-- Opening Marker --
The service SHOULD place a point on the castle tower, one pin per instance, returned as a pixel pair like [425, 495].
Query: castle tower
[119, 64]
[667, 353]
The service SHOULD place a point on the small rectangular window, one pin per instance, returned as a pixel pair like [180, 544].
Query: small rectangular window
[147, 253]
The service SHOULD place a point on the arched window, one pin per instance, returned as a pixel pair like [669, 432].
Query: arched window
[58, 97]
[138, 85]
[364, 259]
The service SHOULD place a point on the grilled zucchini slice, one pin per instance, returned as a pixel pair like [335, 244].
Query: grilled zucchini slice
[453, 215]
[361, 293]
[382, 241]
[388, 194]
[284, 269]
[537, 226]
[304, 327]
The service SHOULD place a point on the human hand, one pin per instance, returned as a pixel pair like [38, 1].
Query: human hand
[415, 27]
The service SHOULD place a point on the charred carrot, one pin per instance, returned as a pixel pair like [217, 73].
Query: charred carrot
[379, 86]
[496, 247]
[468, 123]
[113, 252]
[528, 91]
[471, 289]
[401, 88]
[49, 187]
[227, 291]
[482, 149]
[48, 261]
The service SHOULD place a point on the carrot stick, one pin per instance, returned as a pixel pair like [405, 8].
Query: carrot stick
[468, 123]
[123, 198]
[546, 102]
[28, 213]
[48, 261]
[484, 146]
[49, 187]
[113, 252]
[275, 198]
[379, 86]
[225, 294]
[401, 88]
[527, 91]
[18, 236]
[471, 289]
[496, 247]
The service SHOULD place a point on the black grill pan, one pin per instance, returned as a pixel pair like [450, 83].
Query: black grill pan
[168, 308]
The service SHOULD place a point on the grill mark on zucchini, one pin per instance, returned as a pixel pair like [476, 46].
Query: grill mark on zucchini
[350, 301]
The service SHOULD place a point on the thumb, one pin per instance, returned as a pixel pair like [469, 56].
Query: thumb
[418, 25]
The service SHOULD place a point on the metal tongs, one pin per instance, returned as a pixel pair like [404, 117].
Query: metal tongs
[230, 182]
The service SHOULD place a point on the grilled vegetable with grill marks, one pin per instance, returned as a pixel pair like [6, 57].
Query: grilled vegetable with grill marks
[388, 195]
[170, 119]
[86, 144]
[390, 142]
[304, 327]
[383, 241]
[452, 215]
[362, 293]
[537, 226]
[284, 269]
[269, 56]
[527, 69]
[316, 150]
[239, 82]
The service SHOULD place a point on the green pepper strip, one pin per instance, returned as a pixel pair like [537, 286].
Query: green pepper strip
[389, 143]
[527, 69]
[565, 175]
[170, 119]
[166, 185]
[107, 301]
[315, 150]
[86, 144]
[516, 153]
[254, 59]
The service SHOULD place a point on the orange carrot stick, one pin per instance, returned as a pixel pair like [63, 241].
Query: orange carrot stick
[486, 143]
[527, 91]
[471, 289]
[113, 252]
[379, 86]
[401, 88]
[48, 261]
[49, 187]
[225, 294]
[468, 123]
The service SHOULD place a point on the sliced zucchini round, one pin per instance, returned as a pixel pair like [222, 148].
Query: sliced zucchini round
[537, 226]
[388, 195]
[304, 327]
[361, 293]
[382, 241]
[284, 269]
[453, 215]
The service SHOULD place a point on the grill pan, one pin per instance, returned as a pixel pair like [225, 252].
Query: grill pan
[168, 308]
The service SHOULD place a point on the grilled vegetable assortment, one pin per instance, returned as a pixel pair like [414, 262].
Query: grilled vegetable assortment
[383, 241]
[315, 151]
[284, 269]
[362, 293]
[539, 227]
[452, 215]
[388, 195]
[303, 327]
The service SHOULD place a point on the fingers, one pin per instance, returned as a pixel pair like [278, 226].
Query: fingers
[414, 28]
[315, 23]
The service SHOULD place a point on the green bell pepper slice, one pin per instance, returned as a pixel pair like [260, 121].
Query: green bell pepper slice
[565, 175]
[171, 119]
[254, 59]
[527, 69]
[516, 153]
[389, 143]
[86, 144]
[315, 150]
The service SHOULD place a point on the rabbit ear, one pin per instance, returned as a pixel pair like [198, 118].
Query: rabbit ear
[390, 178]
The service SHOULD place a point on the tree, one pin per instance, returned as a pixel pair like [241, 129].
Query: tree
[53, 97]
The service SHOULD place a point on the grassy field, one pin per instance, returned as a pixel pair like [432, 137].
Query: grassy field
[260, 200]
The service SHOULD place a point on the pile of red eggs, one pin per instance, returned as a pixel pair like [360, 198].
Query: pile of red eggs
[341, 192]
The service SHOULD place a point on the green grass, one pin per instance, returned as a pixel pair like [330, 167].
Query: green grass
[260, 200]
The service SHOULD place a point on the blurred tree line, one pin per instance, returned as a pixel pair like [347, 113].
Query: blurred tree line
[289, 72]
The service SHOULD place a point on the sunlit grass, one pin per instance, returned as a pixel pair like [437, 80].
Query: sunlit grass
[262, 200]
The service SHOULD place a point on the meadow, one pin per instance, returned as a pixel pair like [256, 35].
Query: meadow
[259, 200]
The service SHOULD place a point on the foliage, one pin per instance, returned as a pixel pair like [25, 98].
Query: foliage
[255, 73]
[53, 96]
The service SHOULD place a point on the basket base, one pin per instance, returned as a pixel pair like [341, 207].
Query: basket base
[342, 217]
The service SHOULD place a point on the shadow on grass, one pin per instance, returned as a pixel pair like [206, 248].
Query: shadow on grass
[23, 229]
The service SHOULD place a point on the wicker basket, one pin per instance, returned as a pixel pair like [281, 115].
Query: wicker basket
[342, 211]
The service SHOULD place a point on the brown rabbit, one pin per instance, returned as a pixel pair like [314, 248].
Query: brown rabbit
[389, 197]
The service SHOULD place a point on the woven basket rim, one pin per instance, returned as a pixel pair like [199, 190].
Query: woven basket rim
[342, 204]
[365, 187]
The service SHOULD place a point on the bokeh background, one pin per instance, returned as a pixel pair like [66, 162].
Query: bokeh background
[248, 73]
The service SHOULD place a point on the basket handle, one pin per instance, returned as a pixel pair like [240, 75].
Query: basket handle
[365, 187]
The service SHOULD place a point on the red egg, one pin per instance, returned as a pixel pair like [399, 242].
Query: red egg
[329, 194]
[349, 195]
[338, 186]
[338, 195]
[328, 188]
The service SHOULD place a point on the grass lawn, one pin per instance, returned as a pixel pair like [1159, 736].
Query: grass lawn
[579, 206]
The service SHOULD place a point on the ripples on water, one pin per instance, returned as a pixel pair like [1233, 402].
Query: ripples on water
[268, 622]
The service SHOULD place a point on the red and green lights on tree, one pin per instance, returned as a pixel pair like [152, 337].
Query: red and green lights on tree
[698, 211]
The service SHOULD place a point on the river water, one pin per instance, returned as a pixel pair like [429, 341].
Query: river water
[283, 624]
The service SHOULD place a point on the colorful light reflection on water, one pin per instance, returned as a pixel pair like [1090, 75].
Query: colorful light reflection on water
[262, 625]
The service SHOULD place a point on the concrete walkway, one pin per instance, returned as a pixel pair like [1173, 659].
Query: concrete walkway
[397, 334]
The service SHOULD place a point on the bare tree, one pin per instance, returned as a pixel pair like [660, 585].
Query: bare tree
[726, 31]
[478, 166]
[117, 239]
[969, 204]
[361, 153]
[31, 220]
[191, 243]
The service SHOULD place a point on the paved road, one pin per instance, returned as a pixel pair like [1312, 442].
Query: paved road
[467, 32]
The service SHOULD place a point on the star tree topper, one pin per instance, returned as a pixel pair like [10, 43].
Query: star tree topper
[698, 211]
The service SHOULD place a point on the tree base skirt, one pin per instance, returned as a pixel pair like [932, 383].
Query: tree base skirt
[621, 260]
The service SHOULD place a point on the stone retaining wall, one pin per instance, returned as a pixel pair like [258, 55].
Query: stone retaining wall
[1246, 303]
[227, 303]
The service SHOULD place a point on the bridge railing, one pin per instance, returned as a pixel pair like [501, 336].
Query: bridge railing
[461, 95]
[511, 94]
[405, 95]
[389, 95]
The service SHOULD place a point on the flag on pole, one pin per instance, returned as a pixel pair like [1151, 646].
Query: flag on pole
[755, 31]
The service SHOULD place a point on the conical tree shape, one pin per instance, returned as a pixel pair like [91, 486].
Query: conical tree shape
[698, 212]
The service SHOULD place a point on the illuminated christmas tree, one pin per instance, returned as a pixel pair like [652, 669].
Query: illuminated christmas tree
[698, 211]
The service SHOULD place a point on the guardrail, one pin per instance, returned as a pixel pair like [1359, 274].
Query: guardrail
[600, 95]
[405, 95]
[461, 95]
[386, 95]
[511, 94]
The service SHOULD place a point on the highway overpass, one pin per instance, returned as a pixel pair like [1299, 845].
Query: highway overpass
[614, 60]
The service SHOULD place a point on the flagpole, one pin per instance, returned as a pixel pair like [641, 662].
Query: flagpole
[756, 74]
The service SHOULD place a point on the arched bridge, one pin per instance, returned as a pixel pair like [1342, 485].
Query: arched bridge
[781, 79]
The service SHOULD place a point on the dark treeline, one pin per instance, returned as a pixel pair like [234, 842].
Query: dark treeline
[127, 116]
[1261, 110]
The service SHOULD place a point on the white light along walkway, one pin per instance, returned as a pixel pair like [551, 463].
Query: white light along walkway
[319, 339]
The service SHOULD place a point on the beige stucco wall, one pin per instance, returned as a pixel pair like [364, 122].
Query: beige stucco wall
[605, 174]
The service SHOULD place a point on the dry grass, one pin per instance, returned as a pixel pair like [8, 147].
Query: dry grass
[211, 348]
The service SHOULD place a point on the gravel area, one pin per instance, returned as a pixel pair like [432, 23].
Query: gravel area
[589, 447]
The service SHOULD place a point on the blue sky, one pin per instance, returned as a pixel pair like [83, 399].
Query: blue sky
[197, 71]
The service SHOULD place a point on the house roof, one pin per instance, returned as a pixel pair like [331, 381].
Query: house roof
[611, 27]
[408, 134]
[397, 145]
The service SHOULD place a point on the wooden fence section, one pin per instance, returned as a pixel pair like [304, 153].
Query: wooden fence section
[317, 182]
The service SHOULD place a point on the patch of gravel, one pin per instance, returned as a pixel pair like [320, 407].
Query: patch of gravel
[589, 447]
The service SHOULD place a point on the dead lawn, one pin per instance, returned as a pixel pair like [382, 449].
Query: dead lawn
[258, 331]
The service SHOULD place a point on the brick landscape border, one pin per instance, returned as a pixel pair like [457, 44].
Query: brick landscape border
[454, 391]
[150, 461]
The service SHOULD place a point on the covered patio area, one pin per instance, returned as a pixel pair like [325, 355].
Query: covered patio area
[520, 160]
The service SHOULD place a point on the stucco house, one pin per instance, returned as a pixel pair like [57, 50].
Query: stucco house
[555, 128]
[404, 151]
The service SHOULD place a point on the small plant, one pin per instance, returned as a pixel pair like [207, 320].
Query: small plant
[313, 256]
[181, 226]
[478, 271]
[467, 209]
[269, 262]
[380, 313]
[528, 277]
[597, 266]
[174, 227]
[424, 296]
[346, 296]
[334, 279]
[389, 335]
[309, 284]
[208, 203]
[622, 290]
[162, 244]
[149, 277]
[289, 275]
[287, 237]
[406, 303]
-- Closing Marker --
→ EXERCISE DESCRIPTION
Quote the listing above, but only from the line that shows "Query: bridge railing" through the line that shows "The service SHOULD place a point on the guardrail, one".

→ ANSWER TO THIS PROBLEM
Query: bridge railing
[461, 95]
[511, 94]
[405, 95]
[389, 95]
The service SHOULD place a point on the flag on pole, one pin per instance, returned as a pixel pair like [1151, 646].
Query: flag on pole
[755, 31]
The service SHOULD place a point on the conical tree shape, one pin per instance, returned as a pixel pair like [91, 486].
Query: conical tree shape
[698, 212]
The service SHOULD place a point on the illuminated christmas tree, one pin per instance, returned as a pixel pair like [652, 669].
Query: illuminated christmas tree
[698, 211]
The service SHOULD place a point on the guardrail, one pin per instance, returned as a pixel pair like [1359, 274].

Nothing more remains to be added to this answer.